DOCUMENT PASSAGE:
++++
ADPPA-covered entities are any individuals or entities that collect, process, or transfer covered data and are subject to the jurisdiction of the Federal Trade Commission (FTC), are common carriers subject to the Communications Act of 1934, or are not organized to carry on business for their own profit or that of their members. That means that in contrast to state laws such as the CCPA, the bill applies to nonprofits and many small businesses. Government entities are exempt.

The ADPPA applies to “covered data,” which is “information that identifies or is linked or reasonably linkable, alone or in combination with other information, to an individual or a device that identifies or is linked or reasonably linkable to an individual and may include derived data and unique identifiers.” The ADPPA will not apply to de-identified data, employee data, and publicly available information.
++++
PROVIDED DATA:
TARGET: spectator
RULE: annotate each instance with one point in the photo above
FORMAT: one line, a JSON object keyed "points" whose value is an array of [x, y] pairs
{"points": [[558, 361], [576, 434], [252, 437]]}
++++
INSTRUCTIONS:
- A) Which kinds of data does the ADPPA passage say the law will not apply to?
- B) Answer these questions about the ADPPA passage, one line each:
(i) Whose jurisdiction must an entity fall under to be covered, according to the first condition given?
(ii) Which entities are exempt from the bill?
(iii) Besides information linked to an individual or device, what two things may covered data include?
- C) Carry on the ADPPA passage from its final sentence.

RESPONSE LIST:
- A) De-identified data, employee data, and publicly available information.

- B)
(i) The Federal Trade Commission (FTC)
(ii) Government entities
(iii) Derived data and unique identifiers

- C)
Requirements of the ADPPA

ADPPA-covered entities would be required to establish, implement, and maintain reasonable administrative, technical, and physical data security practices to protect covered data against unauthorized access and acquisition. Americans will be given rights over their personal data, such as the right to access their personal data that has been collected or processed by an ADPPA-covered entity, correct any errors in the data, have the data deleted, restrict certain uses of their data, have their personal data exported in human- and machine-readable format, and will have the right to an accounting of disclosures. A time frame of 30 or 60 days would be provided for meeting those requests, depending on the size of the covered entity

The ADPPA also has provisions for “sensitive covered data,” which is defined as “any information that describes or reveals the past, present, or future physical health, mental health, disability, diagnosis, or healthcare treatment of an individual.” Affirmative express consent would be required before an ADPPA-covered entity could collect and process sensitive covered data or transfer that information to a third party.

ADPPA-covered entities will be required to minimize the data collected, limits will be placed on the transfer of precise geolocation information, browsing history, and physical activity information collected from a smartphone or wearable device, and the collection, processing, or transferring of biometric information, known nonconsensual intimate images, or genetic information would be prohibited, apart from in limited circumstances.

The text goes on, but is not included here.